** PROBLEM **
Change "marker" to "dot" in everything from the start of the listing below down to the line containing "column 187, row 17", reproducing those lines otherwise unchanged. Leave the pictures out.

** RECORDS FOR PROCESSING **
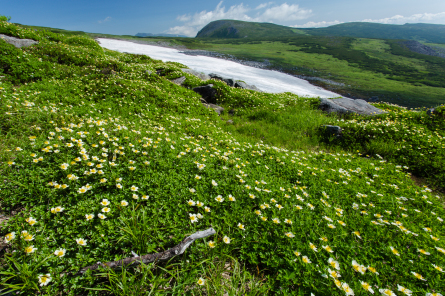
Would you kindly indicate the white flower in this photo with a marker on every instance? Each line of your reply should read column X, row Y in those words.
column 404, row 290
column 219, row 198
column 105, row 202
column 193, row 218
column 201, row 281
column 9, row 237
column 81, row 241
column 60, row 252
column 44, row 279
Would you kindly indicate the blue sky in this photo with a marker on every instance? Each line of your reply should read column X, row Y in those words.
column 187, row 17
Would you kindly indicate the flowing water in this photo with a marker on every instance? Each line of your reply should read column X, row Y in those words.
column 266, row 80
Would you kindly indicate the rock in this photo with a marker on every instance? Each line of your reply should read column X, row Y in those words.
column 431, row 111
column 243, row 85
column 346, row 105
column 217, row 108
column 201, row 76
column 179, row 80
column 333, row 130
column 207, row 92
column 17, row 42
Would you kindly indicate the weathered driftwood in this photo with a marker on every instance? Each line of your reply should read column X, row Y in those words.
column 167, row 254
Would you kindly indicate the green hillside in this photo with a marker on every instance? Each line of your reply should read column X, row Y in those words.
column 240, row 29
column 102, row 158
column 421, row 32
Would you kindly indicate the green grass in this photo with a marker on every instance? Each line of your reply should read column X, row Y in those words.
column 80, row 125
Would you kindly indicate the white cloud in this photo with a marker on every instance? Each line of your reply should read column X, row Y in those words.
column 284, row 12
column 278, row 13
column 318, row 24
column 438, row 18
column 433, row 18
column 263, row 5
column 107, row 19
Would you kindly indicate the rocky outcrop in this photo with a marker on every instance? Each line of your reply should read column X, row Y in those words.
column 200, row 75
column 179, row 80
column 229, row 81
column 17, row 42
column 422, row 49
column 207, row 92
column 333, row 130
column 346, row 105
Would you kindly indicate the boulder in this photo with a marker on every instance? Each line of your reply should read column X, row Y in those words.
column 17, row 42
column 243, row 85
column 346, row 105
column 200, row 75
column 229, row 81
column 431, row 111
column 207, row 92
column 179, row 80
column 218, row 109
column 333, row 130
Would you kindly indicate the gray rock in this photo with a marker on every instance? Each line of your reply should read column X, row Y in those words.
column 218, row 109
column 17, row 42
column 240, row 84
column 179, row 80
column 243, row 85
column 346, row 105
column 200, row 75
column 431, row 111
column 333, row 130
column 207, row 92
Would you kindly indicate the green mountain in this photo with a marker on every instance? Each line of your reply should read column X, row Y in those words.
column 238, row 29
column 420, row 32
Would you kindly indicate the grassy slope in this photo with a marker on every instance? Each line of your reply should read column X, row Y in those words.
column 420, row 32
column 359, row 82
column 70, row 109
column 240, row 29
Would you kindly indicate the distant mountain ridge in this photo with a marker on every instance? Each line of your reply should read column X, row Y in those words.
column 430, row 33
column 158, row 35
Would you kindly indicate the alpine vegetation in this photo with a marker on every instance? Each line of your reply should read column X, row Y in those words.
column 103, row 159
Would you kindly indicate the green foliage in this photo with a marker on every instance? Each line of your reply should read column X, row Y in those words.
column 241, row 29
column 100, row 158
column 421, row 32
column 5, row 18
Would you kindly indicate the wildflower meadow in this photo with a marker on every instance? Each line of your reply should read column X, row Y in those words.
column 101, row 159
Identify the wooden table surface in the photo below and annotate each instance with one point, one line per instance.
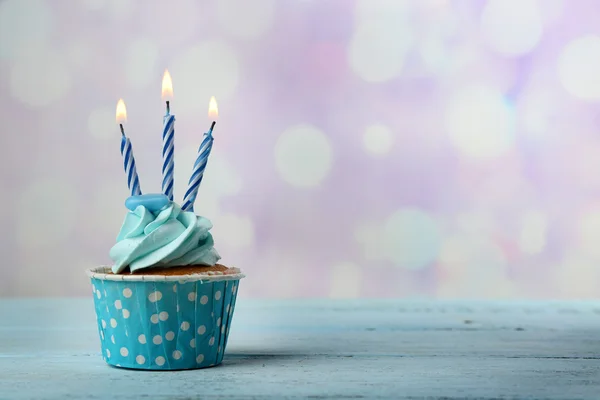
(49, 348)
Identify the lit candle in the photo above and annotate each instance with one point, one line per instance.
(168, 157)
(200, 164)
(133, 181)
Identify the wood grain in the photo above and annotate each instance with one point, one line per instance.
(323, 349)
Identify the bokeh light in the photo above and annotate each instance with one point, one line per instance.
(512, 27)
(39, 77)
(346, 279)
(303, 156)
(411, 238)
(578, 65)
(480, 123)
(208, 69)
(246, 19)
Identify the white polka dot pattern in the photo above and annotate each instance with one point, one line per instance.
(170, 326)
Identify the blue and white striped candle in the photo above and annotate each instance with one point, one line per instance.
(200, 165)
(167, 154)
(133, 181)
(168, 157)
(198, 172)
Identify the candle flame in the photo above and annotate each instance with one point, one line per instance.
(121, 112)
(213, 109)
(167, 89)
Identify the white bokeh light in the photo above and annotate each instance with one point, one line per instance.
(303, 156)
(578, 67)
(346, 279)
(94, 5)
(237, 231)
(589, 232)
(532, 238)
(480, 123)
(473, 266)
(120, 9)
(39, 77)
(246, 19)
(208, 69)
(377, 50)
(24, 24)
(140, 63)
(101, 124)
(47, 213)
(378, 139)
(411, 238)
(512, 27)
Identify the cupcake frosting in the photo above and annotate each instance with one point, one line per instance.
(166, 238)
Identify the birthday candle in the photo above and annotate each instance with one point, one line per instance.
(168, 158)
(201, 161)
(133, 181)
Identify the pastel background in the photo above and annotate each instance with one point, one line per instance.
(365, 148)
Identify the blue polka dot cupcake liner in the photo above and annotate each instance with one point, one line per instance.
(163, 322)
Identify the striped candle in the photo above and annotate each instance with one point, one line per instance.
(167, 153)
(133, 181)
(198, 172)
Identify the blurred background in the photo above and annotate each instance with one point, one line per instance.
(365, 148)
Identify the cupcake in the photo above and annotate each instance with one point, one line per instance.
(166, 303)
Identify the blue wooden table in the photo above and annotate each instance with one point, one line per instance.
(323, 349)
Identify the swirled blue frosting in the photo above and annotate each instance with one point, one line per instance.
(168, 237)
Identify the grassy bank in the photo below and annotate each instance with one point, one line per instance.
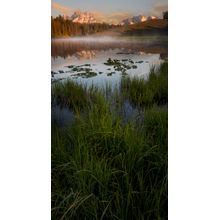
(104, 168)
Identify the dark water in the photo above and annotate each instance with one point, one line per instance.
(143, 52)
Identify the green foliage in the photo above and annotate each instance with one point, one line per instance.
(104, 168)
(165, 15)
(148, 92)
(66, 28)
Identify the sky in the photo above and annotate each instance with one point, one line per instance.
(111, 11)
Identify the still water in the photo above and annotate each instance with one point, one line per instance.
(85, 59)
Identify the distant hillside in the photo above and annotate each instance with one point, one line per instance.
(147, 27)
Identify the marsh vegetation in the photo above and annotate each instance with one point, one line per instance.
(110, 162)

** SOLUTION **
Would you kindly indicate the white flower in this photo with a dot on every instance? Each line of your reply should read column X, row Y in those words.
column 404, row 290
column 219, row 198
column 105, row 202
column 193, row 218
column 201, row 281
column 9, row 237
column 81, row 241
column 60, row 252
column 44, row 279
Would you kindly indicate the blue sky in this photo with a dot on every instance? Each line of your reply should read column X, row Y in those words.
column 187, row 17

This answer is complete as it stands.